Willie Hunter, the Order of Rechabites and Self Denial

Willie Hunter Southsea beach
This is my grandfather, on a rare holiday and enjoying a trip to Southsea, probably in 1968.
Not exactly dressed for the occasion, but grandfather was from an era when suits were the standard attire for all classes whenever getting out and about... although for beachwear perhaps he was taking that custom a little too far!

That summer day was a scorcher.
It was not long before the jacket and tie were abandoned in favour of the emergency handkerchief sun hat.

Southsea 1968 handerkerchief sun hat

Over the past few days I've been sorting through long-forgotten family photographs and I came across the following which I thought I'd include in a blog post.
In this photo, again my father's father, William (Willie) Hunter, can be seen seated far left.
At a guess the photo was taken around 1920, very possibly in Lochgelly but certainly West Fife.

Brothers of The Independent Order of Rechabites

The Hunter family migrated to Lochgelly from Prestonpans around 1900.
They hailed from East Lothian coal mining communities. I've tracked down ancestral records dating back to 1765 in that part of Scotland.
Willie Hunter was one of thirteen siblings.

My first thought was that those in the photo were members of a masonic order, but taking a closer it's clear that these are Brothers of The Independent Order of Rechabites.
----
▸ PROBLEMS:
1 - Condense the paragraph of the family history post that begins "The Hunter family migrated" into a short bulleted list that keeps its main facts.
2 - Copy the family history post between "Southsea 1968 handerkerchief" and "part of Scotland.", inclusive, switching every "Lochgelly" to "Cowdenbeath".
3 - Put this sentence from the family history post into French: "Willie Hunter was one of thirteen siblings."
The material after this point is from an unrelated source.
----
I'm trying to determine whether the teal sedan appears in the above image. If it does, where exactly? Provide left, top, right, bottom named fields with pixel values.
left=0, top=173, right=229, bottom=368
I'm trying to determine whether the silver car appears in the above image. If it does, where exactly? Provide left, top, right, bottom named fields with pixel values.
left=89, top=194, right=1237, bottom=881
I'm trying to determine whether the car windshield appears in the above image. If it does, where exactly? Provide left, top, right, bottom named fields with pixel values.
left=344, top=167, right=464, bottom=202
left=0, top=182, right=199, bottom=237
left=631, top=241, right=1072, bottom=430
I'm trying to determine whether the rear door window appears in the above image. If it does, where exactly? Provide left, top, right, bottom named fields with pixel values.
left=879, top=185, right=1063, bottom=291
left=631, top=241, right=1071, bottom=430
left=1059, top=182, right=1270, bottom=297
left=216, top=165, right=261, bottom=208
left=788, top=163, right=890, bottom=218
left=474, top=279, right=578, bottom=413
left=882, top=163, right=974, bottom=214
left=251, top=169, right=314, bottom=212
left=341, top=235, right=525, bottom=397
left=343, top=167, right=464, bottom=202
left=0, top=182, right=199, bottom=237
----
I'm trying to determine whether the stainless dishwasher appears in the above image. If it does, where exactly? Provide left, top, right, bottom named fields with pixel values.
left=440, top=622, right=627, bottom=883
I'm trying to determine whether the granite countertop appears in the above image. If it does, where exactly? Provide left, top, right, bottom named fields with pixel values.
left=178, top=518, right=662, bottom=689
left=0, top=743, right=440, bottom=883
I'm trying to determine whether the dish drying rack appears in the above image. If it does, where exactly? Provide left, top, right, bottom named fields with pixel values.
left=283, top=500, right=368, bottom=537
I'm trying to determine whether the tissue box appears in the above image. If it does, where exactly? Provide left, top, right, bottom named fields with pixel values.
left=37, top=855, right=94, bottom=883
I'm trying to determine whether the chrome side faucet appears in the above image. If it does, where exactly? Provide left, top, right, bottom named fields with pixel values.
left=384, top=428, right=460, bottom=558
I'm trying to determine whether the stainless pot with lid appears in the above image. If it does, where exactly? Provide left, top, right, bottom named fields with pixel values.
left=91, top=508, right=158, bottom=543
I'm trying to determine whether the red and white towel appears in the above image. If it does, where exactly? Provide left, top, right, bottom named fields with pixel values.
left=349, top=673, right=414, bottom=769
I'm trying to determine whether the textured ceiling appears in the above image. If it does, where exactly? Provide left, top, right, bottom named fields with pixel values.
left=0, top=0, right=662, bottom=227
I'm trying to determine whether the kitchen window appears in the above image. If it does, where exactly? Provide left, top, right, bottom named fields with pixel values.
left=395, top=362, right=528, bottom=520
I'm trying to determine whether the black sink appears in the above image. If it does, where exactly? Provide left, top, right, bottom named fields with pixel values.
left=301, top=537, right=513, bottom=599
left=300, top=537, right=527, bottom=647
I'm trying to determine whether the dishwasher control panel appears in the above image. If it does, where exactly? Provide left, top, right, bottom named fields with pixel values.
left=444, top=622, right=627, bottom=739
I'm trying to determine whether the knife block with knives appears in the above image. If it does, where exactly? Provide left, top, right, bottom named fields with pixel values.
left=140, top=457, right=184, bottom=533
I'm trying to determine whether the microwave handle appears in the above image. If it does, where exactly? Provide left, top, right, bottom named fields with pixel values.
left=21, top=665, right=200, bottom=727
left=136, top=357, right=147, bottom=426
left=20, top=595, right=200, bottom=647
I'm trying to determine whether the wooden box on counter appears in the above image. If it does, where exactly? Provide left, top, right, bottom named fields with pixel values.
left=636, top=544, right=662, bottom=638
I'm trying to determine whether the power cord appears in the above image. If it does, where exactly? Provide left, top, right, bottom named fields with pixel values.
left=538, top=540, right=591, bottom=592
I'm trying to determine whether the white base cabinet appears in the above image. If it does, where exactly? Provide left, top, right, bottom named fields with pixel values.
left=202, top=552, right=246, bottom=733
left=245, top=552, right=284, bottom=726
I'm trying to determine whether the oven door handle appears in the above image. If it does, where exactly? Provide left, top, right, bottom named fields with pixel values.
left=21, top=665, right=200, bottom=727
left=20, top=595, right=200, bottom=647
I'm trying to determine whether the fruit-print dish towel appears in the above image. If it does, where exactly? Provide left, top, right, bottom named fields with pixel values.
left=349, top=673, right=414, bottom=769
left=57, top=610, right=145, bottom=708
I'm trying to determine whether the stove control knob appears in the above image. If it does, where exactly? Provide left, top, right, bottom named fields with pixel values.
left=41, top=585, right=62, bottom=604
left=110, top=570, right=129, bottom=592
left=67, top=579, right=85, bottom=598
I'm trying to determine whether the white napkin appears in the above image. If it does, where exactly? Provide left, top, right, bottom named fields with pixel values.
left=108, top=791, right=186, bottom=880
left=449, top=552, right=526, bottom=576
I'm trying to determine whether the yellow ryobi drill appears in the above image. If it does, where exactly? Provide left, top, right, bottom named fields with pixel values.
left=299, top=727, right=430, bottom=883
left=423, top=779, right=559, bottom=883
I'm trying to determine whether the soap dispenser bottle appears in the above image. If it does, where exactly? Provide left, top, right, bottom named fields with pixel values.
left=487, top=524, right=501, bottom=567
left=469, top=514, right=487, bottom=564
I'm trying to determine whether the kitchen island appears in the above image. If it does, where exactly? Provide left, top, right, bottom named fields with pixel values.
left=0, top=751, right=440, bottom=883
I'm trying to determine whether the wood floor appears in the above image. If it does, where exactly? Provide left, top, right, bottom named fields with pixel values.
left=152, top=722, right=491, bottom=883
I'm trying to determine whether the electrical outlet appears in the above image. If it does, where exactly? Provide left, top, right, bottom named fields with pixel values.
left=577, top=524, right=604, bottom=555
----
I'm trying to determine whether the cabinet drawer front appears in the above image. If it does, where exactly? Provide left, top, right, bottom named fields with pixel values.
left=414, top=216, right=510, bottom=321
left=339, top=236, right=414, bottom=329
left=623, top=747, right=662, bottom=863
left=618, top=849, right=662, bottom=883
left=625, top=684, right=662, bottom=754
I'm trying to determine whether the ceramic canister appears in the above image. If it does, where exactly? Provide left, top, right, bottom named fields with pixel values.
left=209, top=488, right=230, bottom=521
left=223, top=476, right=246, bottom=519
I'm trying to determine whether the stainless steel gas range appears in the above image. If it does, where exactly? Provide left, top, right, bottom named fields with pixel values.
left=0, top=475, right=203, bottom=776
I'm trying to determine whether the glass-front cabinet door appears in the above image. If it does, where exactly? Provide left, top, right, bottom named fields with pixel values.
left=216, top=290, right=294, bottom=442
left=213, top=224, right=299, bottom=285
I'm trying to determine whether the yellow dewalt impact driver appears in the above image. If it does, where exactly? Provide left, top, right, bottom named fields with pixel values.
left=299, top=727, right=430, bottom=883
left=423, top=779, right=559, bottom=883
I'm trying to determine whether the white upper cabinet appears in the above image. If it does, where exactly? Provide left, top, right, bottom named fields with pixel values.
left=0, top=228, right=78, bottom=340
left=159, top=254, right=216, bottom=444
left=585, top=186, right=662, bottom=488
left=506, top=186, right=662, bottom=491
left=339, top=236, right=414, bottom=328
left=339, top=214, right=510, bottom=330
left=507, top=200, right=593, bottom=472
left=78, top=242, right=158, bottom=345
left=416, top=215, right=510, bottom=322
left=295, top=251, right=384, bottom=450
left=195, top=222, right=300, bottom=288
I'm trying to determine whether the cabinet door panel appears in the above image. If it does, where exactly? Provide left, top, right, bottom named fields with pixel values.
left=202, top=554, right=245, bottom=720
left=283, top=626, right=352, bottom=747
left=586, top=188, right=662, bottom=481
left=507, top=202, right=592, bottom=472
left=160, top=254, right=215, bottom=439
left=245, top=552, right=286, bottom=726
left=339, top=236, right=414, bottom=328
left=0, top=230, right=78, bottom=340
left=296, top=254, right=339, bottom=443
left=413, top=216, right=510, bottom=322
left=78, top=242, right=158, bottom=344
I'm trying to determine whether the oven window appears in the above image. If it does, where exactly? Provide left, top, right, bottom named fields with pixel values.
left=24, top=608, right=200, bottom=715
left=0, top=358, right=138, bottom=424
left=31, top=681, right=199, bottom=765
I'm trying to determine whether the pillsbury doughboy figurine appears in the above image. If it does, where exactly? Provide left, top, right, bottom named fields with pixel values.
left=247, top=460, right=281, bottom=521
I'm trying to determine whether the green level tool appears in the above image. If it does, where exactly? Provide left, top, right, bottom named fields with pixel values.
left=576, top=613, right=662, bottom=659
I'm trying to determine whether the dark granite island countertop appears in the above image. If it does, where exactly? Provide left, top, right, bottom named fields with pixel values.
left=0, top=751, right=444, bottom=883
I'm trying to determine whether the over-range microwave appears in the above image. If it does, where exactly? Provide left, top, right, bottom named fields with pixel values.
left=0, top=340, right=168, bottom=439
----
▸ FULL ANSWERS:
1 -
- The Hunter family moved from Prestonpans to Lochgelly around 1900.
- They came from coal mining communities in East Lothian.
- Ancestral records from that part of Scotland go back to 1765.
- Willie Hunter was one of thirteen siblings.

2 -
Southsea 1968 handerkerchief sun hat

Over the past few days I've been sorting through long-forgotten family photographs and I came across the following which I thought I'd include in a blog post.
In this photo, again my father's father, William (Willie) Hunter, can be seen seated far left.
At a guess the photo was taken around 1920, very possibly in Cowdenbeath but certainly West Fife.

Brothers of The Independent Order of Rechabites

The Hunter family migrated to Cowdenbeath from Prestonpans around 1900.
They hailed from East Lothian coal mining communities. I've tracked down ancestral records dating back to 1765 in that part of Scotland.

3 - Willie Hunter était l'un des treize frères et sœurs.